_DETALHES DO PROBLEMA_
Repita o texto da página por inteiro, sem mudar nada.

_TEXTO DA PÁGINA_
Nos últimos 50 anos, a medicina evoluiu mais que em toda história da humanidade. Os médicos passaram de meros espectadores da evolução natural das doenças irreversíveis, a corajosos agentes intervencionistas capazes de trocar órgãos quando já não sabem o que fazer com eles.
Fico imaginando o que diria Samuel Luke Fildes, que em 1891 eternizou em pintura a clássica imagem do médico pensativo e solidário à beira do leito de uma criança enferma; assistindo uma releitura moderna de seu famoso quadro. Algo talvez como um jovem médico, com um tablet nas mãos, checando exames via online a frente de uma apressada paciente, enfurecida pelo tempo que aguardou na sala de espera, e indignada por não ter optado por uma teleconsulta.

Itens listados em um conjunto de dados
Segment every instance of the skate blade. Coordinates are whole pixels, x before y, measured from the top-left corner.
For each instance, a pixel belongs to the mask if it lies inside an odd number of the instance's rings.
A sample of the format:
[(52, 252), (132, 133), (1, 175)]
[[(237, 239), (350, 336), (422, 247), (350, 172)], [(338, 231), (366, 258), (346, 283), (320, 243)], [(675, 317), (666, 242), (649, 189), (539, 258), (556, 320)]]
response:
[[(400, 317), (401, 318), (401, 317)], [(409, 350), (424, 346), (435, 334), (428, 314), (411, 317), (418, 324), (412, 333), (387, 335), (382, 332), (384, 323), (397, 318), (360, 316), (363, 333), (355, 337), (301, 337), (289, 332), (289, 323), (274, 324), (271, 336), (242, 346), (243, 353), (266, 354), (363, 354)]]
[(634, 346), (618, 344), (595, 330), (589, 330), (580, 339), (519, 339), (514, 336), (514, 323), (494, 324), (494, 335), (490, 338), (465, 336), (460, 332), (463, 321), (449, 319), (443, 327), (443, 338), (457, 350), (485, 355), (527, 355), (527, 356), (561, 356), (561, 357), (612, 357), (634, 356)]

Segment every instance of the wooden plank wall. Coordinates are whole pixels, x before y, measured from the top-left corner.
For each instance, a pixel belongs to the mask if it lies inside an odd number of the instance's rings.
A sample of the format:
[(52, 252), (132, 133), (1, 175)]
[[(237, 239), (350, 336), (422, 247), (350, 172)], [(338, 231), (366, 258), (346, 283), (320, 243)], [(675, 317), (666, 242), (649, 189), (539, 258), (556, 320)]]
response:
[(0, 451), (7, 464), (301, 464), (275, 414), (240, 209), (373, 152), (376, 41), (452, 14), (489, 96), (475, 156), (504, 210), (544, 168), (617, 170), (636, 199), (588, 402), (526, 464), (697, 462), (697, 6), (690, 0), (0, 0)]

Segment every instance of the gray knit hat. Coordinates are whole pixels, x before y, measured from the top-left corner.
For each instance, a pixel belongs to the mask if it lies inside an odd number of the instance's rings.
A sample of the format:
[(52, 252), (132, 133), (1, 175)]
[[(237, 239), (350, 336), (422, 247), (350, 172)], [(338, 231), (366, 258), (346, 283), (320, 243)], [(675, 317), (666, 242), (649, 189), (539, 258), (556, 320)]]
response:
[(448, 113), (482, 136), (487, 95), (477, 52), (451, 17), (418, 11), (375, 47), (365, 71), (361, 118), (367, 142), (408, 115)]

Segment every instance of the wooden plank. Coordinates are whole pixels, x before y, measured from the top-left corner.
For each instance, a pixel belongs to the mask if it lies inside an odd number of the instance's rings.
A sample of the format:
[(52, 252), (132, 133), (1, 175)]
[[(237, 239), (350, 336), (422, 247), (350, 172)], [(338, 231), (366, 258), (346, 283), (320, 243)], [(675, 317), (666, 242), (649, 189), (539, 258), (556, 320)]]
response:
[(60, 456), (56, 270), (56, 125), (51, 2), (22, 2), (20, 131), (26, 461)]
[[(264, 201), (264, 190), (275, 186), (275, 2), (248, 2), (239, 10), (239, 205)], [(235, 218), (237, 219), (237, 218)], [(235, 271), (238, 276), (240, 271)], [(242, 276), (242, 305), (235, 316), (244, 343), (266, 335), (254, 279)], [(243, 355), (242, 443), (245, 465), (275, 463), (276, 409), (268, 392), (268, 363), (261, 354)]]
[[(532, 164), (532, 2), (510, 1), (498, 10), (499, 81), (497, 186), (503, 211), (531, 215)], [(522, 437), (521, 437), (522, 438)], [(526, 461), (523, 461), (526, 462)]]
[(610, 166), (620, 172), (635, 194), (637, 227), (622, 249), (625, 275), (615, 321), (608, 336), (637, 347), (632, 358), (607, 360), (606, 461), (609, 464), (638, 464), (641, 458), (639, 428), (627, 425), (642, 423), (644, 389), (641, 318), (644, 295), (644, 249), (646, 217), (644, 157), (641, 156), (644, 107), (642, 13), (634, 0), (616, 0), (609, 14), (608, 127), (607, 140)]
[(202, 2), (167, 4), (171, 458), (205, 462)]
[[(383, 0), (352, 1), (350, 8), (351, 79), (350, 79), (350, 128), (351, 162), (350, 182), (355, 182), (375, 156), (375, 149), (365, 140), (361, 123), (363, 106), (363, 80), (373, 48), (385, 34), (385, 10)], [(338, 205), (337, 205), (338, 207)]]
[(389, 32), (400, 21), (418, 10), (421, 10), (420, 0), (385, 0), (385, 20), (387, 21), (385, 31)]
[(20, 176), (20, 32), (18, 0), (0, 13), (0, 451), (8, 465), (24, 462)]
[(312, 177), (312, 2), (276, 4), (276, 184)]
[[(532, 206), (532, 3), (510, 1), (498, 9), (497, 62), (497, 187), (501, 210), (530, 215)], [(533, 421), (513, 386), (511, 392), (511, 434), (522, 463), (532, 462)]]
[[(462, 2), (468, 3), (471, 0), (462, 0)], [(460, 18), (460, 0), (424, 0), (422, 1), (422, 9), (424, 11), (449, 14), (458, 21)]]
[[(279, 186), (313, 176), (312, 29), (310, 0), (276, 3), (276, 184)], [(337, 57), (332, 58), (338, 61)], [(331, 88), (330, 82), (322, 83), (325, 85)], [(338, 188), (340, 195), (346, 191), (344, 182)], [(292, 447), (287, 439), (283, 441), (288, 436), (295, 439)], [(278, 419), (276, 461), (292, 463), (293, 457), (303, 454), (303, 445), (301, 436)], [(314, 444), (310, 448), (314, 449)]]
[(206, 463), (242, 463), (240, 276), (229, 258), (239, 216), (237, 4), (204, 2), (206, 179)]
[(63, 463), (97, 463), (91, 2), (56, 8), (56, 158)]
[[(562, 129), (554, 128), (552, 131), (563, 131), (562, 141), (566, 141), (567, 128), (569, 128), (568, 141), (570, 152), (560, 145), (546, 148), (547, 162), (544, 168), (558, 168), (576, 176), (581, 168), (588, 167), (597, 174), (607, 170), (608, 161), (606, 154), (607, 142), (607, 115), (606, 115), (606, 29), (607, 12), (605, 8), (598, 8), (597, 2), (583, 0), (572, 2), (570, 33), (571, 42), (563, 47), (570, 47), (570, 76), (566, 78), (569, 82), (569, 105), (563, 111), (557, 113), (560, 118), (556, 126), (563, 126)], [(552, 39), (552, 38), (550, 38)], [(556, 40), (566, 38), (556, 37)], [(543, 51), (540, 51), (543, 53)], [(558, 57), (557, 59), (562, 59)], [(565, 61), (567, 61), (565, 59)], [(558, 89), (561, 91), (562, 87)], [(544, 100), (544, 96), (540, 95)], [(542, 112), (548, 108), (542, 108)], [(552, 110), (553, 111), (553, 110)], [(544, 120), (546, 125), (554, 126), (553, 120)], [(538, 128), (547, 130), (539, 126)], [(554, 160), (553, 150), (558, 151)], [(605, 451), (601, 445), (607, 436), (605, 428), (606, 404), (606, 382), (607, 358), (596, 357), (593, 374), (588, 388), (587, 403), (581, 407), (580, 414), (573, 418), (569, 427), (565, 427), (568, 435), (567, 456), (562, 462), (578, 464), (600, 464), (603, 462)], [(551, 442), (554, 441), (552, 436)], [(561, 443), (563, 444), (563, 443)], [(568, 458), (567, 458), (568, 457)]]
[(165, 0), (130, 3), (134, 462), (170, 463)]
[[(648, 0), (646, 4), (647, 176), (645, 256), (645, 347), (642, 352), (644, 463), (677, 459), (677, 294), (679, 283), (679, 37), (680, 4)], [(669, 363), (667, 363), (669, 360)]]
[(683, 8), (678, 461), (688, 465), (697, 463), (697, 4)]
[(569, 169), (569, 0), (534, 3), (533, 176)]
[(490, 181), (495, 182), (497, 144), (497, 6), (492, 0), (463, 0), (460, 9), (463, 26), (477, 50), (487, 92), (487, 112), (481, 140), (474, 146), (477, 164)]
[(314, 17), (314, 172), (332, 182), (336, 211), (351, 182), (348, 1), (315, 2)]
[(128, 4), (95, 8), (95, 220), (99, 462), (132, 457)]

_RESPOSTA DO EXERCÍCIO_
Nos últimos 50 anos, a medicina evoluiu mais que em toda história da humanidade. Os médicos passaram de meros espectadores da evolução natural das doenças irreversíveis, a corajosos agentes intervencionistas capazes de trocar órgãos quando já não sabem o que fazer com eles.
Fico imaginando o que diria Samuel Luke Fildes, que em 1891 eternizou em pintura a clássica imagem do médico pensativo e solidário à beira do leito de uma criança enferma; assistindo uma releitura moderna de seu famoso quadro. Algo talvez como um jovem médico, com um tablet nas mãos, checando exames via online a frente de uma apressada paciente, enfurecida pelo tempo que aguardou na sala de espera, e indignada por não ter optado por uma teleconsulta.